:: Text block ::

These are busy times for U.S. diplomacy on Korea. As usual, the focus is on North Korea, but the trips are to the South. (I use the words diplomacy and focus loosely here, as will be seen.)

On Nov. 16 Donald Rumsfeld visited Seoul for the first time as defense secretary, as part of what AFP headlined as a “sensitive Asian mission.” (Does Rumsfeld do sensitive?) Besides the nuclear knot, he is tackling two other tricky issues. U.S. plans to pull back forces from their long-established tripwire position along the Demilitarized Zone (DMZ), and maybe cut their strength from the current 37,000, have rattled an ally grown increasingly ambivalent about its relations with the U.S., and uneasy at the Bush administration’s stance on the North.

More immediately, Rumsfeld will have a hard job pressing Asian allies to join the U.S. in its Iraqi quagmire. With Japan – also on his itinerary – declining to send any forces, the ROK’s vacillating president Roh Moo-hyun, faced with strong domestic opposition, may follow suit. At best, according to his spokesman, he will commit just 3,000 troops to join 700 medics and engineers already in Mosul, rather than the 10,000 which the U.S. had reportedly hoped for.

Following hot on Rumsfeld’s heels is James Kelly, who as assistant secretary of state for East Asian and Pacific affairs is the top U.S. policy-maker on the region. Kelly is due in Seoul on Nov. 19, after visits to Tokyo and Beijing. His focus is the six-party talks on the North Korean nuclear issue, of which a second round may be held in Beijing in mid-December.

President Bush himself, heading for the UK rather than Asia, seems a convert to a diplomatic solution: “Not every situation needs to be resolved through military action. And I would cite to you North Korea and Iran,” he told British newspapers. This new, softer note on the two remaining “axis of evil” regimes was first heard on his whistlestop tour of six Asian nations – not including South Korea – last month. But not consistently: en route to Australia, Bush said he had no respect for Kim Jong-il as a leader who “starves and shrinks his own people.”

At a sensitive and delicate time for diplomacy, trying to coax North Korea back to the table, one expects John Bolton to weigh in. Sure enough, another AFP headline on Nov. 13 read: “Bush administration hawk fires new volley at North Korea.” Although on this occasion the under-secretary for arms control and international security eschewed personal attacks on Kim Jong-il, he warned that “blackmail and bad behavior … will not be rewarded,” and that “North Korea will not be given inducements” to mend its violation of past commitments.

Actions speak louder still. This seems an odd moment not just to insist that no new incentives are on offer, but also to take away what North Korea had been given before. On Nov. 5 the executive board – the U.S., Japan, South Korea, and the European Union – of KEDO (the Korean Peninsula Energy Development Organization) suspended the consortium’s light water reactor (LWR) project at Kumho, in limbo anyway for the past year. Pyongyang, predictably, riposted with threats to seize KEDO’s assets at the Kumho site, and demanded compensation.

Suspension is one thing, termination another. On Nov. 13 the U.S. ambassador in Seoul, Thomas C. Hubbard, said the U.S. has no plans to revive the LWR project – even if the DPRK comes into nuclear compliance. Much as Kim Jong-il violated at least the spirit of the 1994 Agreed Framework (AF) with his second secret nuclear program based on highly enriched uranium (HEU), this closure will hardly encourage him to trust future U.S. promises, if any.

:::

■ Task A: In the commentary on U.S. diplomacy toward Korea, rewrite the passage from "Following hot on" up to and including "Beijing in mid-December.", changing "six-party talks" to "multilateral talks".
■ Task B: According to the commentary on U.S. diplomacy toward Korea, what is the current strength of U.S. forces that the U.S. may cut?
■ Task C: Continue the commentary on U.S. diplomacy toward Korea from where it ends.

:: Data under study ::

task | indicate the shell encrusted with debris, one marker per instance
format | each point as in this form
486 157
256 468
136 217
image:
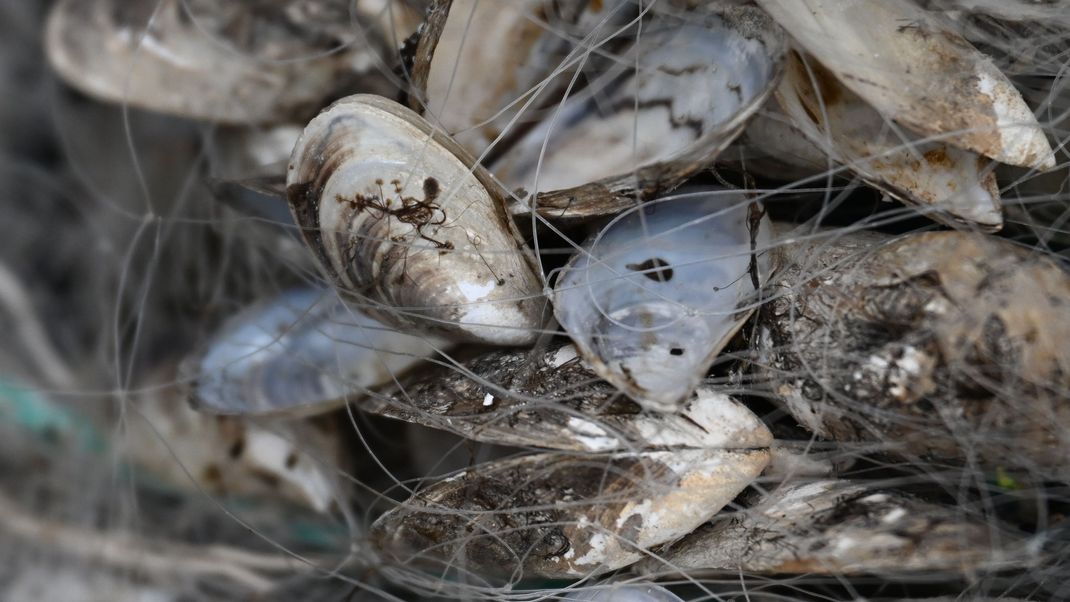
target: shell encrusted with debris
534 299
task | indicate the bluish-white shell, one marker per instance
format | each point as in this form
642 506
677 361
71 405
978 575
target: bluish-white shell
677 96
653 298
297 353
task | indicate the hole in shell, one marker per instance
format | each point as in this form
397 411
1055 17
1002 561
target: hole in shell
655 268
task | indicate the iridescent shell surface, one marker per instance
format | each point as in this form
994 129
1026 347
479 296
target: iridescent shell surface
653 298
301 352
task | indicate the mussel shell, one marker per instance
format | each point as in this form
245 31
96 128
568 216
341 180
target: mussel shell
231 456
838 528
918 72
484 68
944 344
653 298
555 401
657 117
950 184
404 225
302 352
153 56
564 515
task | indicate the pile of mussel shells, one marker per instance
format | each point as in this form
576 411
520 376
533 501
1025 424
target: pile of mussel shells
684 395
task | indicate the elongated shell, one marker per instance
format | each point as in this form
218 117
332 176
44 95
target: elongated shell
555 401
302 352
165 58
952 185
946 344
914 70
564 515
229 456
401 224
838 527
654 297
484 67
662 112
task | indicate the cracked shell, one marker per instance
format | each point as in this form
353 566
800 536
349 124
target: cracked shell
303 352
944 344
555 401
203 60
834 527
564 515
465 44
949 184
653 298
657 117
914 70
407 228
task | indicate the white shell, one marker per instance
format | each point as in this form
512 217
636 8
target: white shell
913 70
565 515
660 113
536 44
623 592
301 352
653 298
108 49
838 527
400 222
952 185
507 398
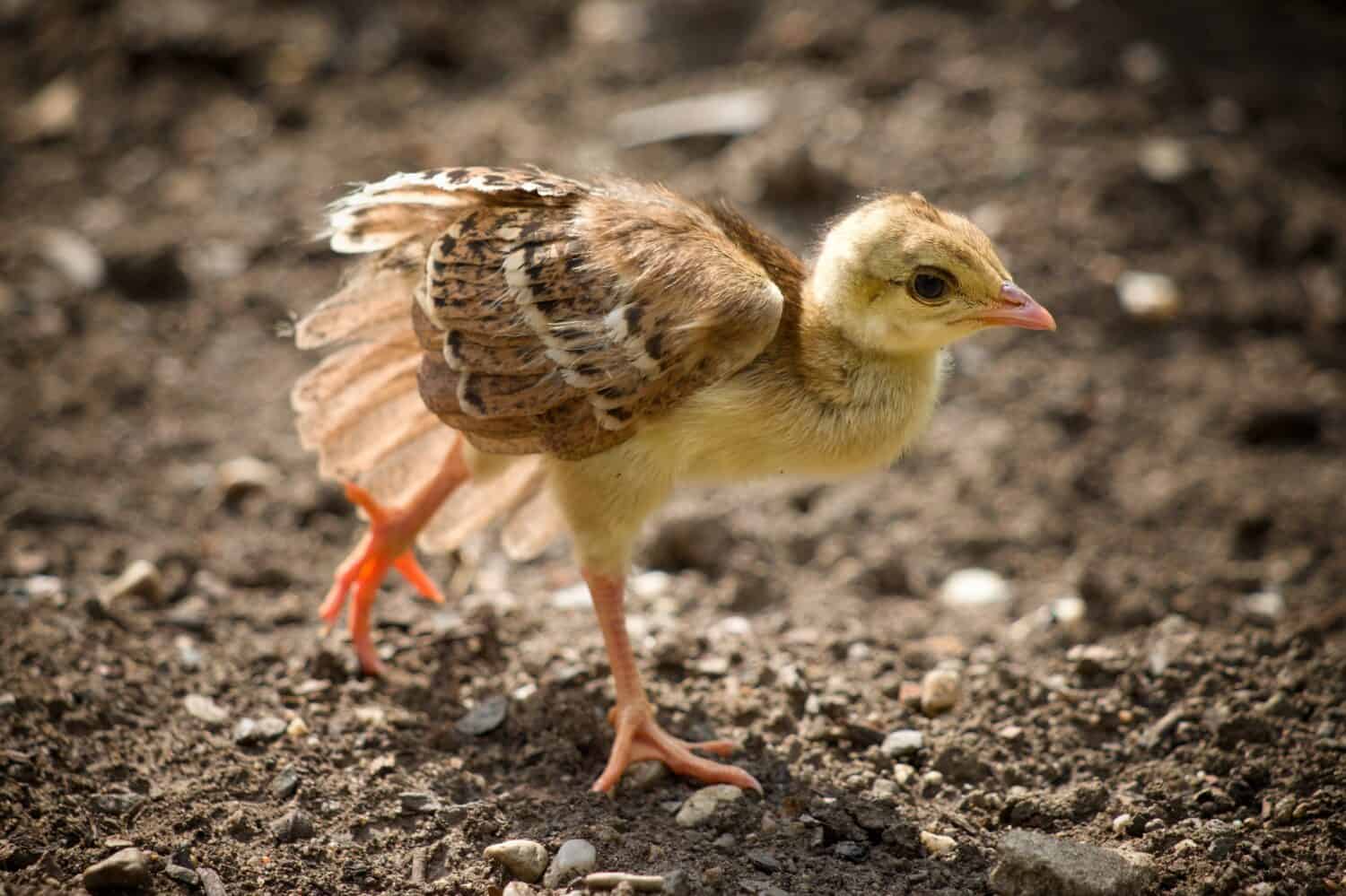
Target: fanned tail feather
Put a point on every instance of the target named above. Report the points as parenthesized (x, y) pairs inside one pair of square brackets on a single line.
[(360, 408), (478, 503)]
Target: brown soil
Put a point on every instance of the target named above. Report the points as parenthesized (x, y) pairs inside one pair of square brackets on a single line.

:::

■ Output A:
Following hot on Rumsfeld’s heels is James Kelly, who as assistant secretary of state for East Asian and Pacific affairs is the top U.S. policy-maker on the region. Kelly is due in Seoul on Nov. 19, after visits to Tokyo and Beijing. His focus is the multilateral talks on the North Korean nuclear issue, of which a second round may be held in Beijing in mid-December.

■ Output B: 37,000

■ Output C:
Hubbard too may have regrets that he cannot voice. As deputy assistant secretary of state in the Clinton administration, he was influential in setting up KEDO. By chance, his former boss is yet another recent high-level American visitor to Seoul. Bill Clinton met both Roh Moo-hyun and his predecessor, Kim Dae-jung: doubtless amid nostalgia for the good old days, when the U.S. and ROK saw eye to eye and engagement seemed to be working.

Clinton is a reminder that there is nothing wrong with a U.S. president changing his mind, not least over as tough a nut as North Korea. As is now well known, early on his watch a second Korean war came uncomfortably close in May-June 1994 over the first North Korean crisis, until Jimmy Carter as deus ex machina flew to Pyongyang and saved the day. Thereafter the Clinton administration consistently pursued engagement with the DPRK, as seen in the AF, KEDO, high-level visits in both directions, and a missile near-deal aborted when time ran out.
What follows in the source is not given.